### [TASK PROMPT]
When you retype the entries, keep each one exact and leave out the pictures.

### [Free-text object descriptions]
+++

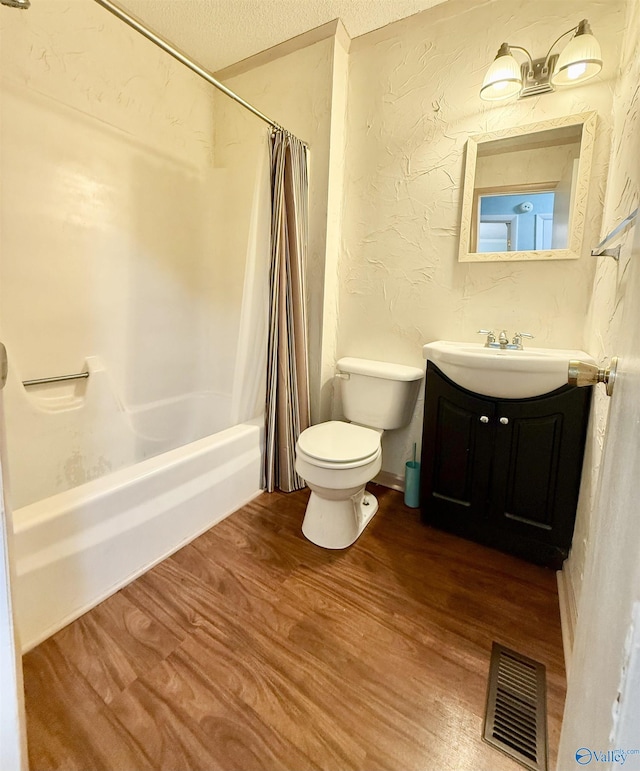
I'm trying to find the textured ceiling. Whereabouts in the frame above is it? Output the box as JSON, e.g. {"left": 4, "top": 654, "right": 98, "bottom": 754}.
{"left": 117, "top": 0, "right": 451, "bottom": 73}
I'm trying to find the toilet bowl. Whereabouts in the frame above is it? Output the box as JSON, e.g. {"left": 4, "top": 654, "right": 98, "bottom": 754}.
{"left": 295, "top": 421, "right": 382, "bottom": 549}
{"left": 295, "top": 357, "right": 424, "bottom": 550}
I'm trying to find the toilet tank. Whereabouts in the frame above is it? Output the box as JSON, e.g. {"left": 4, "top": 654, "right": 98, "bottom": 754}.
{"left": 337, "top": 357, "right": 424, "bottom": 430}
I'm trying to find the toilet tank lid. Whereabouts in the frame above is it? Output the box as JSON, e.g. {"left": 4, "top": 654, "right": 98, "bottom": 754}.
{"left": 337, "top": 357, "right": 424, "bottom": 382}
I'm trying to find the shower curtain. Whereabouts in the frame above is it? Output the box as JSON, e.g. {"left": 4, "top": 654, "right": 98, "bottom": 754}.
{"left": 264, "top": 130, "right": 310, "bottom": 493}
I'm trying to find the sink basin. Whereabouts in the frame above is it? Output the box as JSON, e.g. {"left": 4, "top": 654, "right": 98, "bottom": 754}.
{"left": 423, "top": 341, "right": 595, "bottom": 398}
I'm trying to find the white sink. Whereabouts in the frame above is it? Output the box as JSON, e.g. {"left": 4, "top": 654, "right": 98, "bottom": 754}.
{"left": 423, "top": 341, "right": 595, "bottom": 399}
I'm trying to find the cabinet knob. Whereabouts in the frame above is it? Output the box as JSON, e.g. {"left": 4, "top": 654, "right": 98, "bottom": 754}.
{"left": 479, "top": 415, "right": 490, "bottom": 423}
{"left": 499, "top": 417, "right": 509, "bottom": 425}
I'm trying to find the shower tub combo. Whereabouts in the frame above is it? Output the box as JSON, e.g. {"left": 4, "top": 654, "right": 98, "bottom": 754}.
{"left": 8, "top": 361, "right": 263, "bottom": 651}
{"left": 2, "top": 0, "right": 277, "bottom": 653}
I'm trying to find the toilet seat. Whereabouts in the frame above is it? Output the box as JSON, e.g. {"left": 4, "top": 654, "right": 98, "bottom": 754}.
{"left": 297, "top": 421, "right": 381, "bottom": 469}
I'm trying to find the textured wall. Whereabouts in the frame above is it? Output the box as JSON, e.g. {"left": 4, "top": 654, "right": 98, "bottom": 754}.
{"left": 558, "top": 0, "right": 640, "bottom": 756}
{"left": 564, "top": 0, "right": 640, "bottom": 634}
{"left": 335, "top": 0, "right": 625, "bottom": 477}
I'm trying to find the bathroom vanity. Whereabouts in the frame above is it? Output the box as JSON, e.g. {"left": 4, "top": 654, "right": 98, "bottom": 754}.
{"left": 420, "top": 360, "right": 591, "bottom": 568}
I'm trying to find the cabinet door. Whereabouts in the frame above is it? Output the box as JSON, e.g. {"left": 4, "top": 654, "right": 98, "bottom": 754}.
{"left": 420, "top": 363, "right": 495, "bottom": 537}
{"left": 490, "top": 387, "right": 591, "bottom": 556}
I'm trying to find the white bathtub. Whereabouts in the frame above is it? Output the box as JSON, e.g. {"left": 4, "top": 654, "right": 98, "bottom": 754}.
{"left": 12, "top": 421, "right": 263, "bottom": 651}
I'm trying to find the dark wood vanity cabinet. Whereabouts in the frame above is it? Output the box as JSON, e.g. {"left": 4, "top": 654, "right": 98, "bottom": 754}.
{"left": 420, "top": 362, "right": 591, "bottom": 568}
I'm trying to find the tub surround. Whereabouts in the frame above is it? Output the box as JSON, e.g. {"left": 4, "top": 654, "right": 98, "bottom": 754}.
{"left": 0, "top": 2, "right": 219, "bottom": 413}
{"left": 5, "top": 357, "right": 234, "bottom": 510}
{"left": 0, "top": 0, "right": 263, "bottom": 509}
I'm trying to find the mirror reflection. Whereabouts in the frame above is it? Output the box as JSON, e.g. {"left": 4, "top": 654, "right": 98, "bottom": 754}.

+++

### [SOLUTION TO THE EXERCISE]
I'm trying to find the textured ceiling. Whereabouts in the frame above is it? Output the box as JSON, e.g. {"left": 4, "top": 654, "right": 98, "bottom": 754}.
{"left": 117, "top": 0, "right": 451, "bottom": 73}
I'm trying to find the toilet bowl. Whereabouts in the frame above is it? Output the box as JSON, e.g. {"left": 4, "top": 654, "right": 98, "bottom": 754}.
{"left": 295, "top": 421, "right": 382, "bottom": 549}
{"left": 295, "top": 357, "right": 424, "bottom": 550}
I'm trying to find the toilet tank. Whereabouts in the frame above is it? Output the box as JSON, e.g. {"left": 4, "top": 654, "right": 98, "bottom": 754}.
{"left": 337, "top": 357, "right": 424, "bottom": 430}
I'm trying to find the toilet tank lid. Whereabouts in the frame above is it? Output the box as JSON, e.g. {"left": 4, "top": 654, "right": 98, "bottom": 754}.
{"left": 337, "top": 357, "right": 424, "bottom": 382}
I'm trying to find the shower curtain. Whereabouts in the frame above is it? Output the box as JSON, e.g. {"left": 4, "top": 654, "right": 98, "bottom": 754}.
{"left": 264, "top": 130, "right": 310, "bottom": 493}
I'm trying to find the sink basin. Whereabouts in the frame above is it? Output the box as JSON, e.g. {"left": 4, "top": 654, "right": 98, "bottom": 754}.
{"left": 423, "top": 341, "right": 595, "bottom": 398}
I'm trying to find the white sink. Whereabouts in the frame above is it? Output the box as JSON, e.g. {"left": 4, "top": 654, "right": 98, "bottom": 754}.
{"left": 423, "top": 341, "right": 595, "bottom": 399}
I'm trying to find the cabinet knob. Whereabouts in the frame above is it? Output the box as JSON, e.g. {"left": 4, "top": 654, "right": 98, "bottom": 754}.
{"left": 479, "top": 415, "right": 490, "bottom": 423}
{"left": 499, "top": 417, "right": 509, "bottom": 425}
I'm trying to find the shower tub combo. Whereabouts in the frame above is it? Output the box as JSON, e.g. {"left": 4, "top": 654, "right": 98, "bottom": 754}.
{"left": 8, "top": 361, "right": 263, "bottom": 651}
{"left": 2, "top": 0, "right": 277, "bottom": 653}
I'm trying to find the toilet seat. Whereabouts in the frame above is it? Output the box as JSON, e.g. {"left": 4, "top": 654, "right": 98, "bottom": 754}.
{"left": 297, "top": 421, "right": 381, "bottom": 469}
I'm trying to find the textured wall. Whereabouts in the frame above is it? Output the box as JSON, e.g. {"left": 4, "top": 654, "right": 98, "bottom": 754}.
{"left": 558, "top": 0, "right": 640, "bottom": 756}
{"left": 564, "top": 0, "right": 640, "bottom": 634}
{"left": 335, "top": 0, "right": 625, "bottom": 477}
I'm trying to find the bathroom vanity. Whereabouts in the frame above is it? Output the box as JSON, e.g. {"left": 4, "top": 654, "right": 98, "bottom": 754}.
{"left": 420, "top": 360, "right": 591, "bottom": 568}
I'm trying to find the cabinet door. Whereabouts in the frame above is it? Output the box as JSON, e.g. {"left": 4, "top": 654, "right": 98, "bottom": 754}.
{"left": 420, "top": 363, "right": 495, "bottom": 537}
{"left": 490, "top": 387, "right": 591, "bottom": 556}
I'm trying to find the white bathtub. Whereabouts in the frame above is it? Output the box as JSON, e.g. {"left": 4, "top": 654, "right": 98, "bottom": 754}.
{"left": 12, "top": 421, "right": 263, "bottom": 651}
I'm trying to find the dark wood vanity cabinet. Whereabouts in the frame above is it? Output the box as JSON, e.g. {"left": 4, "top": 654, "right": 98, "bottom": 754}.
{"left": 420, "top": 362, "right": 591, "bottom": 568}
I'm trying to find the tub surround. Whereabouts in the frame above is it? Output the box as JSON, e.g. {"left": 4, "top": 654, "right": 98, "bottom": 754}.
{"left": 0, "top": 2, "right": 219, "bottom": 413}
{"left": 5, "top": 357, "right": 234, "bottom": 510}
{"left": 0, "top": 0, "right": 263, "bottom": 509}
I'm trying to find the mirror reflection. Whereabouts in the frame above is it? Output the box as JSON, e.g. {"left": 4, "top": 654, "right": 98, "bottom": 754}.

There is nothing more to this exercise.